══ GIVEN DATA ══
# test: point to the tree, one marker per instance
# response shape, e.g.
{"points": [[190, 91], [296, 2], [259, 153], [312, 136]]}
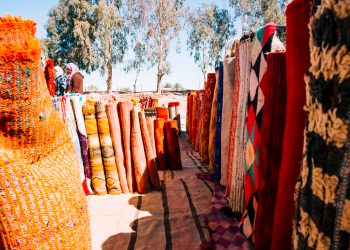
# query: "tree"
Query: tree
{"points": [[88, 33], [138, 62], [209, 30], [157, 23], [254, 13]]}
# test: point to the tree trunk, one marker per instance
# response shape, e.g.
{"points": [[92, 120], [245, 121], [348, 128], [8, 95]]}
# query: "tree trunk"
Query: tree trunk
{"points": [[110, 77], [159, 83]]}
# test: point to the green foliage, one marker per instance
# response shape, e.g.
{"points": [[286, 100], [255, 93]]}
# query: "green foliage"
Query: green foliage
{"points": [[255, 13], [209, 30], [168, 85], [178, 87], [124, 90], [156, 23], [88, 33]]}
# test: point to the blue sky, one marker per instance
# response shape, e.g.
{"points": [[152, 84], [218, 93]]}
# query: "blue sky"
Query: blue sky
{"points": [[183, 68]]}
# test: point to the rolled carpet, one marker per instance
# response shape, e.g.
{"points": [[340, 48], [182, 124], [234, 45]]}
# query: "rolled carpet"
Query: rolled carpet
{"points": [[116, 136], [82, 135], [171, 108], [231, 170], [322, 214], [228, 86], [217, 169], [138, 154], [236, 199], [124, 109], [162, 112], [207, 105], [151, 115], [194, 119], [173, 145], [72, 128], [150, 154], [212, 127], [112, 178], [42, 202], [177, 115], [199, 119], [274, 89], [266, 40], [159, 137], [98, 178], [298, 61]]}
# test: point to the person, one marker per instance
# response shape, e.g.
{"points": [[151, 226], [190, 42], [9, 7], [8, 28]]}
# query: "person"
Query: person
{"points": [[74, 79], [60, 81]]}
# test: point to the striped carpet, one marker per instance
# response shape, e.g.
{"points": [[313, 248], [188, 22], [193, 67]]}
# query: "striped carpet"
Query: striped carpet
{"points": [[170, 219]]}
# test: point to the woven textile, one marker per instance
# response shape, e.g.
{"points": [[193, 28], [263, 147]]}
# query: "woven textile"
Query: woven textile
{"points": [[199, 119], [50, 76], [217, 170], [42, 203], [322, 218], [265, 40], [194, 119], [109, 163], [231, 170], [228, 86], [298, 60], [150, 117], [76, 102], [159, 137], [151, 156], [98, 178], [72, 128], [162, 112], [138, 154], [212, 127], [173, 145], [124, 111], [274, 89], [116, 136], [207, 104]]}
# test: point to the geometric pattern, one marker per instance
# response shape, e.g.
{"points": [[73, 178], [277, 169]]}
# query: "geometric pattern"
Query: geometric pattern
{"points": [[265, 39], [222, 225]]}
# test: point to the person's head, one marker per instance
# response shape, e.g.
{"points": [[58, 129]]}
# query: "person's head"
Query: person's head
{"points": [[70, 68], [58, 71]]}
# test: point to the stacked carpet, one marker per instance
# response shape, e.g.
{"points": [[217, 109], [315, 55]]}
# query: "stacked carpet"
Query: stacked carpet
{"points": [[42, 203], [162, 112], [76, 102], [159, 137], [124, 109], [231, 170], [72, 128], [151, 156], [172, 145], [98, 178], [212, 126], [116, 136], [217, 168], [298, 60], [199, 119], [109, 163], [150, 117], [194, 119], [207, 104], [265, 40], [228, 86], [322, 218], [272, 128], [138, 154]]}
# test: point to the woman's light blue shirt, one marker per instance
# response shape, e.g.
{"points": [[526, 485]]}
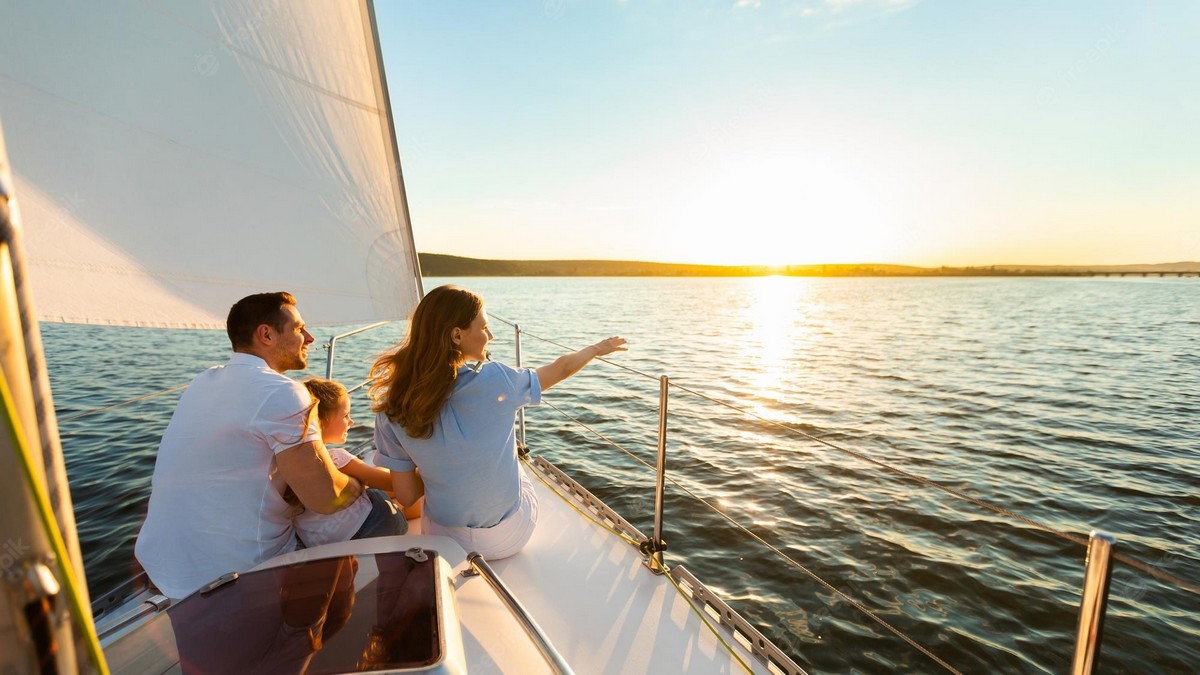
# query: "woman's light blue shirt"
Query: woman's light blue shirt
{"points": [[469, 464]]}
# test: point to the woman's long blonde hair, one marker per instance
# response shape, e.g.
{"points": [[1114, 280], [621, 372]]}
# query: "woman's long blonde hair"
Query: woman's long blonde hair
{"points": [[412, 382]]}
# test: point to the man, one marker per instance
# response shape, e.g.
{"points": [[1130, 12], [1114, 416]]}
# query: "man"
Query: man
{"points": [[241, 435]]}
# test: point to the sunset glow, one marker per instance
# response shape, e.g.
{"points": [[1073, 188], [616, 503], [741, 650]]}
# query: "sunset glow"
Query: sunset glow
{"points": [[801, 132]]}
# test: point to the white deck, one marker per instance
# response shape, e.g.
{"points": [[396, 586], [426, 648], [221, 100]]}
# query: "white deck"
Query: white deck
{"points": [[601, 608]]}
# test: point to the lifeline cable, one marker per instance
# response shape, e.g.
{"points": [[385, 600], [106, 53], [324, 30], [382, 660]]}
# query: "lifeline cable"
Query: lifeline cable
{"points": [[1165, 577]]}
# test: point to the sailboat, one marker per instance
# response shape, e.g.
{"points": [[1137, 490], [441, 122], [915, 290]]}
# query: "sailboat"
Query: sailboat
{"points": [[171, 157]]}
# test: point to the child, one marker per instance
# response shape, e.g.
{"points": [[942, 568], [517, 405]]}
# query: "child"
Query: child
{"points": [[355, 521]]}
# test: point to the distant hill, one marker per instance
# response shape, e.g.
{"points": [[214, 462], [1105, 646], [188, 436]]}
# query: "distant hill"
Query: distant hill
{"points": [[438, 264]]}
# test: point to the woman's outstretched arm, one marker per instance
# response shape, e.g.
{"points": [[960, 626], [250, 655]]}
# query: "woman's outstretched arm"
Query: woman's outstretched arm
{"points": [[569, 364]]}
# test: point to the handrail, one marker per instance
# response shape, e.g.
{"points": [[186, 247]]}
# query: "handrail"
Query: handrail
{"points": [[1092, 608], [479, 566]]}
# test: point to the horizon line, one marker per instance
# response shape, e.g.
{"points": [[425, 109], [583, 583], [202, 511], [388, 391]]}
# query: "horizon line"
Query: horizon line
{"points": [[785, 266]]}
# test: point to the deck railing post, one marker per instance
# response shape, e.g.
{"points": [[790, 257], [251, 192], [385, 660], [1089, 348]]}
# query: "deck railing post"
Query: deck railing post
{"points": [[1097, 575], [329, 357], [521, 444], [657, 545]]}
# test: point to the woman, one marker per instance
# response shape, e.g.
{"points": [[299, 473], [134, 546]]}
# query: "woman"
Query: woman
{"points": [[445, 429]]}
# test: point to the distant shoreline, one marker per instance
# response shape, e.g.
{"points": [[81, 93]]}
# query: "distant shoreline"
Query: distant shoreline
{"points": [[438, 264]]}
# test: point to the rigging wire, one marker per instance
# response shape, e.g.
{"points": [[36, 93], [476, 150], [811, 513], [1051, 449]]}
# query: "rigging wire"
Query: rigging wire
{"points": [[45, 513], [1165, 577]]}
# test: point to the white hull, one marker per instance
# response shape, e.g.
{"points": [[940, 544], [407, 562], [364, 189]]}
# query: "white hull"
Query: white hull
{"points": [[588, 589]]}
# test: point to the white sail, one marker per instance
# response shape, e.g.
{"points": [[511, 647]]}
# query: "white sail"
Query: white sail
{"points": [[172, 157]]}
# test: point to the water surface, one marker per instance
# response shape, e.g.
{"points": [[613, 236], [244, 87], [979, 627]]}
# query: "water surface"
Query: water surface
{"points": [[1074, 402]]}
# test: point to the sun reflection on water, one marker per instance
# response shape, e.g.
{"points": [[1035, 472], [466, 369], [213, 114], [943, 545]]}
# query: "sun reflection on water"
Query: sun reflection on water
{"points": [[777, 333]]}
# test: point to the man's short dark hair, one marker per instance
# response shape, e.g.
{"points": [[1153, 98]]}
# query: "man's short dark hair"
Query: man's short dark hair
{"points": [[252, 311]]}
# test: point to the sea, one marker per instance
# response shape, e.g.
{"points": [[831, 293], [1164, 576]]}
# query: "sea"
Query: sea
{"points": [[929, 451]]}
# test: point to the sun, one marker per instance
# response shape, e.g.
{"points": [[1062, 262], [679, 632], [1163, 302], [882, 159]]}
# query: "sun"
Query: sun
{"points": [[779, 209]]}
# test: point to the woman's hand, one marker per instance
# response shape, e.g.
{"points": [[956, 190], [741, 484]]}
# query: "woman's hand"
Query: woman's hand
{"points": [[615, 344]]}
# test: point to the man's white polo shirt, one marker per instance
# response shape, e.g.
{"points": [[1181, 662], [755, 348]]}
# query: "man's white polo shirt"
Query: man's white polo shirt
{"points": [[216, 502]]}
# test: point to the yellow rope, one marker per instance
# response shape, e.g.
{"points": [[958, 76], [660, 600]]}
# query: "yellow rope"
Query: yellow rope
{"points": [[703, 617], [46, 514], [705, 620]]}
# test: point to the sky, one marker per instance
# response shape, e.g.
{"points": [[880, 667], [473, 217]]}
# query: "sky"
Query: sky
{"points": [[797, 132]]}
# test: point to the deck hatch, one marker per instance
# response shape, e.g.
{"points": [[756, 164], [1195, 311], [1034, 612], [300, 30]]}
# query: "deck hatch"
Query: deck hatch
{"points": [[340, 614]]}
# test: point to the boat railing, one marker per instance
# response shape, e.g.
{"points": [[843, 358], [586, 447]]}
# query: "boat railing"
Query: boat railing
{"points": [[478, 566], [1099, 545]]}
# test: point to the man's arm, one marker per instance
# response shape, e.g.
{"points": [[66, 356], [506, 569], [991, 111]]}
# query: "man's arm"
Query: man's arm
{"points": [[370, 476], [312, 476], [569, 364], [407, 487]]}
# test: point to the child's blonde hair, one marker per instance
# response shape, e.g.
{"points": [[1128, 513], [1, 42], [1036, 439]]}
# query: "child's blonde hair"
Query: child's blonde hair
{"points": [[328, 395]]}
═══
EXERCISE TASK:
Duplicate everything from the line containing "# test: point to the man's arm, one" down to the end of the rows, keeping every line unchanged.

OUTPUT OF THE EXERCISE:
# test: point to the man's arm, one marker per instance
# response shape, e.g.
{"points": [[66, 356], [506, 569], [991, 111]]}
# query: "man's arm"
Query: man's arm
{"points": [[370, 476], [312, 476], [569, 364], [407, 487]]}
# test: point to the child's blonde hair, one marker per instance
# response shape, e.g.
{"points": [[1128, 513], [1, 42], [1036, 439]]}
# query: "child's blonde hair"
Query: child's blonde hair
{"points": [[328, 395]]}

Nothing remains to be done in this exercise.